WHAT NEEDS TO BE DONE => In the guide on compiling to WebAssembly, reproduce the passage between "There is NO" and "the web browsers.", inclusive, with no changes.

Compiling to WebAssembly
WebAssembly, a relatively new and rapidly-evolving low-level language, is designed as an assembly language that run on the Web, and gains support from all major browsers. High-level languages like C++ and Rust can use WebAssembly as a compilation target to be deployed to the web.
Set up the Toolchain
C/C++ source code can be compiled to WebAssembly by either clang or emscripten. Installing the emscripten toolchain is fairly straightforward,
-
Clone the emsdk,
git clone https://github.com/emscripten-core/emsdk.git cd emsdk/
-
Install the latest release, or the tip-of-tree build,
./emsdk install tot ./emsdk activate tot
-
Finally, populate the environment variables,
source ./emsdk_env.sh
Now emcc
should works,
$ emcc --version
emcc (Emscripten gcc/clang-like replacement + linker emulating GNU ld) 3.1.6-git (e1bfc04f8234eff40739c7932402f2148487c192)
Copyright (C) 2014 the Emscripten authors (see AUTHORS.txt)
This is free and open source software under the MIT license.
There is NO warranty; not even for MERCHANTABILITY or FITNESS FOR A PARTICULAR PURPOSE.
Besides compiling C/C++ source code to WebAssembly. Emscripten supports a set of polyfill libraries, e.g., SDL, glfw, to emulate native behaviors in the web browsers.

RECORDS =>

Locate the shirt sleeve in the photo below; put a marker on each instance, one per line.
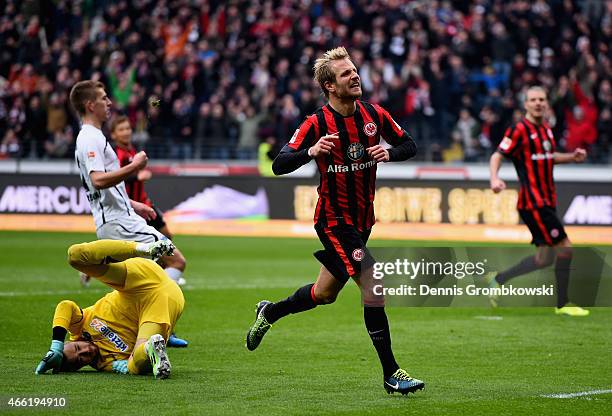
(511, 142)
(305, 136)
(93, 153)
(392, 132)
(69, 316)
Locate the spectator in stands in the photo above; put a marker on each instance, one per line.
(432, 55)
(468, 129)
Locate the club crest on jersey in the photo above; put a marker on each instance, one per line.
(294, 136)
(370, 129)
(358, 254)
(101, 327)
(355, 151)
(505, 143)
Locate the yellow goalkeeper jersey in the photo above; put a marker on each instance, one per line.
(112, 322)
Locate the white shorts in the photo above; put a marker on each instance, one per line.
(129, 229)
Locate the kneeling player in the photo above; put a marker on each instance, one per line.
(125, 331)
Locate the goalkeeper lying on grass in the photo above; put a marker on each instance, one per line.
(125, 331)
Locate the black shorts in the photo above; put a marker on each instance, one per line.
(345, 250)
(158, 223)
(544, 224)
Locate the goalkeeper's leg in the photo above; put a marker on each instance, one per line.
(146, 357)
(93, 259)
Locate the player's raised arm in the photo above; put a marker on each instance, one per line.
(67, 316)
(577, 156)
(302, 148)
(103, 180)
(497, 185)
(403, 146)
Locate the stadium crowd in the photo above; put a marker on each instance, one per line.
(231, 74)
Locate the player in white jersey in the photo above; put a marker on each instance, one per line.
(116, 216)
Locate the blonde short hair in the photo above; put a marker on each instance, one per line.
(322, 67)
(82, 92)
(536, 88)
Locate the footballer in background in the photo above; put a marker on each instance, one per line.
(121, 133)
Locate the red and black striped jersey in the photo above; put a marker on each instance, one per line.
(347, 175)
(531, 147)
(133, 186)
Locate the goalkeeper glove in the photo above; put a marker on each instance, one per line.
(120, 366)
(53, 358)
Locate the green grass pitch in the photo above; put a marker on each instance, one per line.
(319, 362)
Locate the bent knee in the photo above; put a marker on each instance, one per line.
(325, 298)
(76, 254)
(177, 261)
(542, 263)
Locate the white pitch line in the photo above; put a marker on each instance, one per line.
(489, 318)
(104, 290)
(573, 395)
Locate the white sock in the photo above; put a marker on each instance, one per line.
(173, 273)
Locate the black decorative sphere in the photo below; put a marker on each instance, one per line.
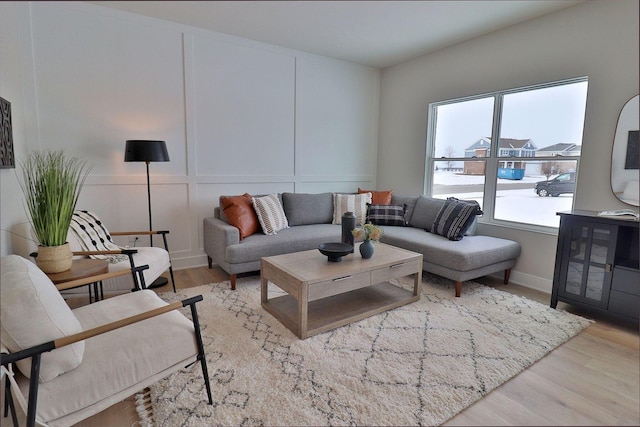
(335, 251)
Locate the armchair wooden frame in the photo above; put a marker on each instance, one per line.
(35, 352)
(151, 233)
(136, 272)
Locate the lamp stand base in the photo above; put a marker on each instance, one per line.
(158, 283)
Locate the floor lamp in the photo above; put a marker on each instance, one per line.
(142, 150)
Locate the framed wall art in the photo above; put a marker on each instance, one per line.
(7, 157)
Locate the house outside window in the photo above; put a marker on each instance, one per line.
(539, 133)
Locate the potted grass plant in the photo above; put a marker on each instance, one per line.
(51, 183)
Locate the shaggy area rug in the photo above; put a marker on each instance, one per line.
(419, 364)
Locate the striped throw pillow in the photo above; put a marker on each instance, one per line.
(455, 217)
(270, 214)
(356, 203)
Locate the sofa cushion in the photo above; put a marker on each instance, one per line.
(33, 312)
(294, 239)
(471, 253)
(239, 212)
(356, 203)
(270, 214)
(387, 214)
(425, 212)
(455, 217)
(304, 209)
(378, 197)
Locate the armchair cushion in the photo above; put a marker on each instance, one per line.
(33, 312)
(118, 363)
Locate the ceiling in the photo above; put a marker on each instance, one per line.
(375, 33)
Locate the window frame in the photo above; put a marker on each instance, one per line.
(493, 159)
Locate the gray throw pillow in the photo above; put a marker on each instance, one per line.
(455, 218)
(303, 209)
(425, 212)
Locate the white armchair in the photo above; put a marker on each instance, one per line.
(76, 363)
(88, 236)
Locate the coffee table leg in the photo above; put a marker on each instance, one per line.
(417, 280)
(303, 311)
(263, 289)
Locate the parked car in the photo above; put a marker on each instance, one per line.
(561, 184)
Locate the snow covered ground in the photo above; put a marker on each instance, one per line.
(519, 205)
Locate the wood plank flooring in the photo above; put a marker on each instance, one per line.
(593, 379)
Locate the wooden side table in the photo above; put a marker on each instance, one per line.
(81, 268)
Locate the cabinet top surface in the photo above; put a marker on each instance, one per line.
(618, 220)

...

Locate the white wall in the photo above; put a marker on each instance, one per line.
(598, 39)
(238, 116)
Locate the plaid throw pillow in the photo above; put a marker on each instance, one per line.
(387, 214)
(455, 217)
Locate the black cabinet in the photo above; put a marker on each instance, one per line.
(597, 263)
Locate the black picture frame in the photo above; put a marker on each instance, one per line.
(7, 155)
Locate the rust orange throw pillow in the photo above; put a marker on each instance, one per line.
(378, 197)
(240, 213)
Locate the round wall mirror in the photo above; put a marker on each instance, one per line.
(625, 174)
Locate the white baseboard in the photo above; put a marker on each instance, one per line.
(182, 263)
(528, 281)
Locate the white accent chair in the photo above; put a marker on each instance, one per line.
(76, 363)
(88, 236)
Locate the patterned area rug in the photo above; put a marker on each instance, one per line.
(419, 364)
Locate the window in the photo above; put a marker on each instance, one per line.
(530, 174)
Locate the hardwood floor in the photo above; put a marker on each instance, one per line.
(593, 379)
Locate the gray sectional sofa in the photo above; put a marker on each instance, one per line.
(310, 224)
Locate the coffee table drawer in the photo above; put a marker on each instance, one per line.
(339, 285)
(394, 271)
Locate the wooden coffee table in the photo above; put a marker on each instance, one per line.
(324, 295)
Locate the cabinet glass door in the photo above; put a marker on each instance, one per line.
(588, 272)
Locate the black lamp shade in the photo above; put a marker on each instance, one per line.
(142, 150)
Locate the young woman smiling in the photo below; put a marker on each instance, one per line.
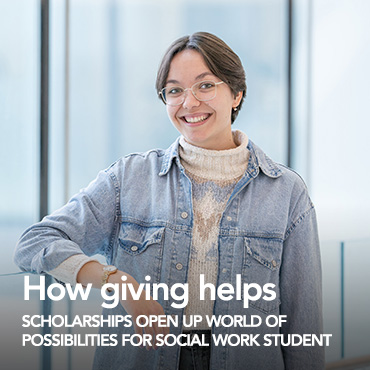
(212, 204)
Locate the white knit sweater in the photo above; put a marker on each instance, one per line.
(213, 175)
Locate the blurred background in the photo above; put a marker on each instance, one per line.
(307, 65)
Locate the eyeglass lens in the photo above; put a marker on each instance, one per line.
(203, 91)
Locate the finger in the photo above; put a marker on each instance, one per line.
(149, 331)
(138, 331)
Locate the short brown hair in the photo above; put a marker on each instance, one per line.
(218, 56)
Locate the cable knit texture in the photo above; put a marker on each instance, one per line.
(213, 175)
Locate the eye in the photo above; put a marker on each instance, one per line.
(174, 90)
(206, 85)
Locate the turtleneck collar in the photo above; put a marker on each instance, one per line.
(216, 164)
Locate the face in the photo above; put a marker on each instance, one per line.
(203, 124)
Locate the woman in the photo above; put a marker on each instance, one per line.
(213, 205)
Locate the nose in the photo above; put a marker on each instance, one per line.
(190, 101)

---

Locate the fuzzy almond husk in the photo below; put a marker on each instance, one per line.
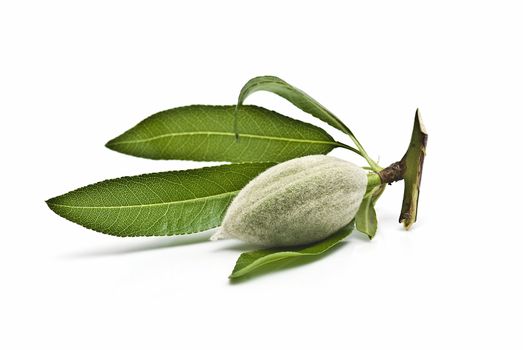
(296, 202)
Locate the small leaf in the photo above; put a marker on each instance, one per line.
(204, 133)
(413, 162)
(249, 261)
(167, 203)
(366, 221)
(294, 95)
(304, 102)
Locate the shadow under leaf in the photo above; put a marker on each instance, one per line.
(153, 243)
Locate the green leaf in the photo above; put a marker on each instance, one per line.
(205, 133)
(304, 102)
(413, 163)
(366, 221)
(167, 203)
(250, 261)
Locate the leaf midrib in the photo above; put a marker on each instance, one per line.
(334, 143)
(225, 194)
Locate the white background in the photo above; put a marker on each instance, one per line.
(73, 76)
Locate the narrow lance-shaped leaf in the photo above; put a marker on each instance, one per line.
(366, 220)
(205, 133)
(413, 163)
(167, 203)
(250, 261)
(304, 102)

THE ANSWER =>
There is NO warranty; not even for MERCHANTABILITY or FITNESS FOR A PARTICULAR PURPOSE.
Besides compiling C/C++ source code to WebAssembly. Emscripten supports a set of polyfill libraries, e.g., SDL, glfw, to emulate native behaviors in the web browsers.